**Work to be completed**
Transcribe the tail of the listing: start at the line containing "For every instance of the orange slice" and stop after the last line, keeping every character as is and adding nothing.

**Stored rows**
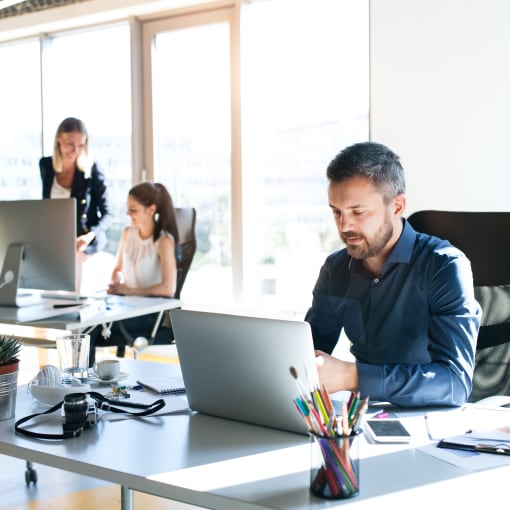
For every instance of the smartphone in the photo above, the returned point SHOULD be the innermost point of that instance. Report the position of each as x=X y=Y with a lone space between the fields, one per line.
x=387 y=430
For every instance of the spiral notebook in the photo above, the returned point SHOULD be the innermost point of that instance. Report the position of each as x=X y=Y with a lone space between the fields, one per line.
x=164 y=385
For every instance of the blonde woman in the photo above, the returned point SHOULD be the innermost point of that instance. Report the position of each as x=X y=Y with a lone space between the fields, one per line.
x=69 y=173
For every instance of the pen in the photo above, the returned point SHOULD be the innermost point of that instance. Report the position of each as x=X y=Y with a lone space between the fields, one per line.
x=487 y=448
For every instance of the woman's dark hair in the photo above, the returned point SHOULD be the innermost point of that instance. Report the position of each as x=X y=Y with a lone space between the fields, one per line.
x=154 y=193
x=374 y=162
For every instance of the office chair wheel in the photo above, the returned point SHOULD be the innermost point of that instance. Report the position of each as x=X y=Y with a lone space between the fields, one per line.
x=30 y=475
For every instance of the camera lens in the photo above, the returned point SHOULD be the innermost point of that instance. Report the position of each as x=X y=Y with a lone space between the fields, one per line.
x=75 y=407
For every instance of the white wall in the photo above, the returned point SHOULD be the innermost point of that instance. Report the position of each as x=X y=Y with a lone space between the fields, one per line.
x=440 y=98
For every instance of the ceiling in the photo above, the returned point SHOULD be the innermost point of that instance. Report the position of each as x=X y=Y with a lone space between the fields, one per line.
x=10 y=8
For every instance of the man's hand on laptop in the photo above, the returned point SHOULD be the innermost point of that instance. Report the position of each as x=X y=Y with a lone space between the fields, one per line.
x=336 y=374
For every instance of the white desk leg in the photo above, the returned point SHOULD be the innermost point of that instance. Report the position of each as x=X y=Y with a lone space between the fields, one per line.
x=126 y=498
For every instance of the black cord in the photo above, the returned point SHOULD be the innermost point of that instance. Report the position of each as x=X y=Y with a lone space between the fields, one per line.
x=102 y=402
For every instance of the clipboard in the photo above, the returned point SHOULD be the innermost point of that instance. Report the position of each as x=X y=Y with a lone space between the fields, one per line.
x=495 y=441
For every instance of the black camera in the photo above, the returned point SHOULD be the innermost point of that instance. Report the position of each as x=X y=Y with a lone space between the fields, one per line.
x=78 y=413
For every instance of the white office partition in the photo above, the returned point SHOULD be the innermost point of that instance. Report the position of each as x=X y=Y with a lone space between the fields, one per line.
x=440 y=85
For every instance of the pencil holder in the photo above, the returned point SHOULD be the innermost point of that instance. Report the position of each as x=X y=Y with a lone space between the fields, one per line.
x=334 y=471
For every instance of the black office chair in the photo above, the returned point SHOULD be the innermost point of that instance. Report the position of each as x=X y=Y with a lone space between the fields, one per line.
x=484 y=238
x=184 y=253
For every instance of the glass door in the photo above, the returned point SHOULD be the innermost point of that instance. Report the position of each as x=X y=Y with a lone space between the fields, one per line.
x=187 y=80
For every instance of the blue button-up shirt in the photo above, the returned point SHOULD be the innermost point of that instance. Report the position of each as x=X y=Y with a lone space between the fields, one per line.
x=413 y=328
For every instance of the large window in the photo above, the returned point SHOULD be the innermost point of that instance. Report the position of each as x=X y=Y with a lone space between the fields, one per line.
x=192 y=142
x=238 y=110
x=78 y=80
x=305 y=97
x=20 y=121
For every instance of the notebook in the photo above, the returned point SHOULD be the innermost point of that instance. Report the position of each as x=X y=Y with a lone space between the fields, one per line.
x=163 y=385
x=238 y=367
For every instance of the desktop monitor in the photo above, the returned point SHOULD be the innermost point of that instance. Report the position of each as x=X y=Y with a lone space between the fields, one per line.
x=37 y=249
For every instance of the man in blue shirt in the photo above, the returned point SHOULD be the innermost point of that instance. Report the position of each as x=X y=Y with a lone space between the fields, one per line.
x=404 y=299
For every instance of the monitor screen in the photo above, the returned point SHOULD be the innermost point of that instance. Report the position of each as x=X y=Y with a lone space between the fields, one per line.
x=37 y=248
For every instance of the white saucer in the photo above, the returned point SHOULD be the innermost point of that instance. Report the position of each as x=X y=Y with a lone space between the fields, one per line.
x=95 y=378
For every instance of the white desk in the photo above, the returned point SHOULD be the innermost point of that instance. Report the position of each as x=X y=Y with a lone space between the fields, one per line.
x=225 y=465
x=46 y=316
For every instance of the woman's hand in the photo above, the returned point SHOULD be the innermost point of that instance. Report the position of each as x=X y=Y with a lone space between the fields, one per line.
x=118 y=288
x=83 y=241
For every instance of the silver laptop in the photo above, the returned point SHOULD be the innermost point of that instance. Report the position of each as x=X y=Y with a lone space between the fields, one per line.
x=238 y=367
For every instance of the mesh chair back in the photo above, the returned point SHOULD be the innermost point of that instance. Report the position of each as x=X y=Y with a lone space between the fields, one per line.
x=483 y=237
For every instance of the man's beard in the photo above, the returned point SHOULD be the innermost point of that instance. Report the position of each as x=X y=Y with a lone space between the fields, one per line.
x=371 y=247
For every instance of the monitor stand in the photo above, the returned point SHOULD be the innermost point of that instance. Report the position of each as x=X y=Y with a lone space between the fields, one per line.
x=10 y=293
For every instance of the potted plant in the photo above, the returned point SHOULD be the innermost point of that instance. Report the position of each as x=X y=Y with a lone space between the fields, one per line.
x=10 y=347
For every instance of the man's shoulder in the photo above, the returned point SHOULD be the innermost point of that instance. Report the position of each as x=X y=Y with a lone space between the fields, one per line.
x=434 y=250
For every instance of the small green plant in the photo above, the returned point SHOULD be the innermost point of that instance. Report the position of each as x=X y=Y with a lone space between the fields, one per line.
x=10 y=347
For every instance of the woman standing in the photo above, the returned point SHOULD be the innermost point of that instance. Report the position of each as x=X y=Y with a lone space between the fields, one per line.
x=69 y=173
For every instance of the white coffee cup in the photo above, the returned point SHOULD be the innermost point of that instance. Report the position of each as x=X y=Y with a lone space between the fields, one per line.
x=108 y=369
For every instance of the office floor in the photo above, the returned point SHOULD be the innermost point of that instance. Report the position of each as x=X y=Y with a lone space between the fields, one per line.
x=58 y=489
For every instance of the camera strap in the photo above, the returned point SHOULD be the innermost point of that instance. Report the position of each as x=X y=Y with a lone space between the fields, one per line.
x=102 y=403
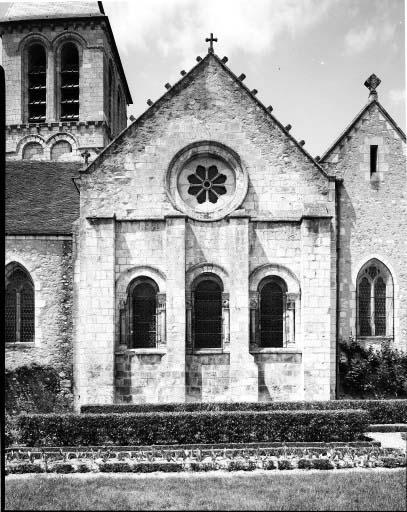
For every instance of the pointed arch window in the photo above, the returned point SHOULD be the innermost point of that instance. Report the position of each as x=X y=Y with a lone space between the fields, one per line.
x=374 y=300
x=207 y=313
x=272 y=324
x=19 y=305
x=37 y=83
x=143 y=315
x=69 y=82
x=110 y=96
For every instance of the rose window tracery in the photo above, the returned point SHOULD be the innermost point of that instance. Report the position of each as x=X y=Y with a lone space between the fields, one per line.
x=206 y=184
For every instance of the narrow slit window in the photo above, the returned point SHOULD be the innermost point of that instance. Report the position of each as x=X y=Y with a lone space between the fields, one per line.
x=37 y=84
x=69 y=83
x=373 y=159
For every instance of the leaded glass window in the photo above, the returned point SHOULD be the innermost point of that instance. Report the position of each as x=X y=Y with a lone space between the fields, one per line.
x=374 y=300
x=19 y=307
x=37 y=83
x=272 y=308
x=144 y=304
x=69 y=82
x=208 y=314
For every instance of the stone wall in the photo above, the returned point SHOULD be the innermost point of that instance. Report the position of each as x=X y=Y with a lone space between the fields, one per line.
x=372 y=215
x=94 y=129
x=48 y=259
x=272 y=230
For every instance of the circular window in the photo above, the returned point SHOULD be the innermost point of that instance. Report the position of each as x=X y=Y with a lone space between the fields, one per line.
x=206 y=181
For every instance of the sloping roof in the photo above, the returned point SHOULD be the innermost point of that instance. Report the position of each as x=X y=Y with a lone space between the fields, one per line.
x=356 y=119
x=178 y=85
x=32 y=10
x=41 y=197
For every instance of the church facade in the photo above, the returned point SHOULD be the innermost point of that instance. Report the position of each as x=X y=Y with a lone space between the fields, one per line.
x=200 y=254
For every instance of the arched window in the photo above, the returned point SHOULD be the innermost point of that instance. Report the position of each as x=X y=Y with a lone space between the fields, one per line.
x=119 y=111
x=69 y=82
x=143 y=313
x=272 y=312
x=208 y=314
x=37 y=83
x=110 y=97
x=19 y=307
x=31 y=149
x=60 y=148
x=374 y=300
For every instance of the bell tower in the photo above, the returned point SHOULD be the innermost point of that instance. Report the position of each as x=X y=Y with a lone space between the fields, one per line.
x=66 y=91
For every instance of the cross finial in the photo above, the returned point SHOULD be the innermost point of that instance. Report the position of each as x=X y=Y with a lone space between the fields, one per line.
x=372 y=83
x=211 y=40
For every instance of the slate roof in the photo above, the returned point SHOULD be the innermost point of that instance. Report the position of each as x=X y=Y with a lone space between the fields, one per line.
x=41 y=197
x=24 y=10
x=356 y=119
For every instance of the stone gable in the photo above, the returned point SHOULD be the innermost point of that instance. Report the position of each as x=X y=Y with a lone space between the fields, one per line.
x=208 y=104
x=372 y=211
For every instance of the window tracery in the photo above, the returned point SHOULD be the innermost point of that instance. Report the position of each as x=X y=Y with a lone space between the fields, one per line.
x=374 y=300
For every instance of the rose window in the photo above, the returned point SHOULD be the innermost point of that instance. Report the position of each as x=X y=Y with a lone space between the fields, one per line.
x=206 y=184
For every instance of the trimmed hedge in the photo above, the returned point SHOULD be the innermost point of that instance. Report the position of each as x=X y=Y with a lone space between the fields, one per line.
x=190 y=427
x=381 y=411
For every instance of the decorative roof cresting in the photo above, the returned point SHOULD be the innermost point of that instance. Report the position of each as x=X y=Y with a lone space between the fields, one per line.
x=372 y=83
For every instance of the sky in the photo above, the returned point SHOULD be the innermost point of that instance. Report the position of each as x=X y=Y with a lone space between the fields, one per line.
x=308 y=59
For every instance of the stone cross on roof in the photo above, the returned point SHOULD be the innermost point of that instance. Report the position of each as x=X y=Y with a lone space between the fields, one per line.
x=371 y=83
x=211 y=40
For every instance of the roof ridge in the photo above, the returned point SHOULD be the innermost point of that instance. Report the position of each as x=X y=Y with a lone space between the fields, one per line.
x=234 y=76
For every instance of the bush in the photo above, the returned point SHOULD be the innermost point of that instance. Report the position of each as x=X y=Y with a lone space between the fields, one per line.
x=61 y=467
x=24 y=467
x=284 y=464
x=322 y=464
x=393 y=462
x=305 y=464
x=35 y=388
x=381 y=411
x=269 y=464
x=151 y=467
x=190 y=427
x=241 y=465
x=115 y=467
x=203 y=466
x=10 y=430
x=367 y=372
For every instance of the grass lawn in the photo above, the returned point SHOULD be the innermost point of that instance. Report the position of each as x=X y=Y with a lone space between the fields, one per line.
x=283 y=490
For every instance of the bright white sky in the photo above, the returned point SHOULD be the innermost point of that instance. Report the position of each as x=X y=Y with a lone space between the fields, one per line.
x=307 y=58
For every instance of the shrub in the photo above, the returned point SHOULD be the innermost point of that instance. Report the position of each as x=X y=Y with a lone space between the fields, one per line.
x=241 y=465
x=269 y=464
x=393 y=461
x=190 y=427
x=368 y=372
x=61 y=467
x=322 y=464
x=151 y=467
x=35 y=388
x=203 y=466
x=115 y=467
x=305 y=464
x=284 y=464
x=83 y=468
x=24 y=467
x=10 y=430
x=381 y=411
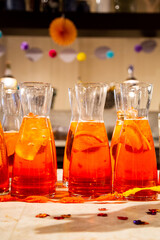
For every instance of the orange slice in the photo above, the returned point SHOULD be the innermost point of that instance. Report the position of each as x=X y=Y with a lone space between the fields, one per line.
x=27 y=150
x=133 y=138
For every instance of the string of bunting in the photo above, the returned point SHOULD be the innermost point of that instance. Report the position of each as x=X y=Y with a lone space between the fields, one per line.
x=64 y=32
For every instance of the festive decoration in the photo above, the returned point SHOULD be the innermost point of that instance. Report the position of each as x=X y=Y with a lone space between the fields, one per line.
x=148 y=45
x=2 y=50
x=139 y=222
x=24 y=46
x=63 y=31
x=100 y=52
x=102 y=214
x=102 y=209
x=68 y=55
x=42 y=215
x=81 y=56
x=59 y=218
x=122 y=218
x=138 y=48
x=110 y=54
x=34 y=54
x=52 y=53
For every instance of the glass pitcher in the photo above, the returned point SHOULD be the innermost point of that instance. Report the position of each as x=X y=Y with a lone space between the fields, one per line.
x=4 y=174
x=136 y=165
x=117 y=129
x=34 y=167
x=11 y=122
x=70 y=135
x=90 y=172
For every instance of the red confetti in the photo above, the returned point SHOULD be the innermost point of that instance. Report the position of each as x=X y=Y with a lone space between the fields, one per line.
x=151 y=213
x=122 y=218
x=102 y=214
x=42 y=215
x=139 y=222
x=59 y=217
x=102 y=209
x=153 y=210
x=52 y=53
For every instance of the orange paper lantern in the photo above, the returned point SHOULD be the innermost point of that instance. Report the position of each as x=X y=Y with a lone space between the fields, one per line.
x=63 y=31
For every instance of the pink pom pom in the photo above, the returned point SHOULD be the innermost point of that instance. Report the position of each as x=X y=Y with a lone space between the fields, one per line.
x=52 y=53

**Reply**
For every instance of the orange slice in the photo above, the returned point SHOULD be the innermost point of that instance. Report the position of each as x=X y=Y with a lone space between the fields, one per line.
x=27 y=150
x=133 y=138
For every instance of the string of bunting in the photo above, the returned point SHOULD be the innermost point of that instance. Report the position of each as x=X y=Y with a lone space between the fields, one per line.
x=64 y=32
For every instance of the festive decoration in the photo above, the returned point SHOULD be the innermost point of that instance. Report the position of each as x=X y=Y with a lone space between the fields, one per line.
x=148 y=45
x=2 y=50
x=139 y=222
x=24 y=46
x=63 y=31
x=100 y=52
x=102 y=214
x=102 y=209
x=68 y=55
x=42 y=215
x=81 y=56
x=59 y=218
x=122 y=218
x=138 y=48
x=110 y=54
x=34 y=54
x=52 y=53
For every instance of the glass pitcher in the photo above, the returned point SHOULD be the innermost point of that instance. Report the position of each as x=X y=Y with a lone space between the fields, one per line.
x=4 y=174
x=136 y=165
x=117 y=129
x=34 y=167
x=11 y=122
x=70 y=135
x=90 y=172
For every instance of the red confetti in the photo above, the returned point SHOULD be the innermost point of that instance. Report the position of each as x=X y=Y with a lone space between the fields, one per line.
x=151 y=213
x=122 y=218
x=102 y=214
x=42 y=215
x=139 y=222
x=59 y=217
x=102 y=209
x=153 y=210
x=52 y=53
For every instance of the orange paper lantern in the photo above, the returned point SHOULD be the innermost point of that instance. Report the position of each as x=X y=Y with a lone space between the fields, one per line.
x=63 y=31
For every instance of the pink pom pom in the photo above, the returned point SHOULD be the innermost point of that instance. Report the position of each as x=X y=Y with a lone space between the fields, one per line.
x=52 y=53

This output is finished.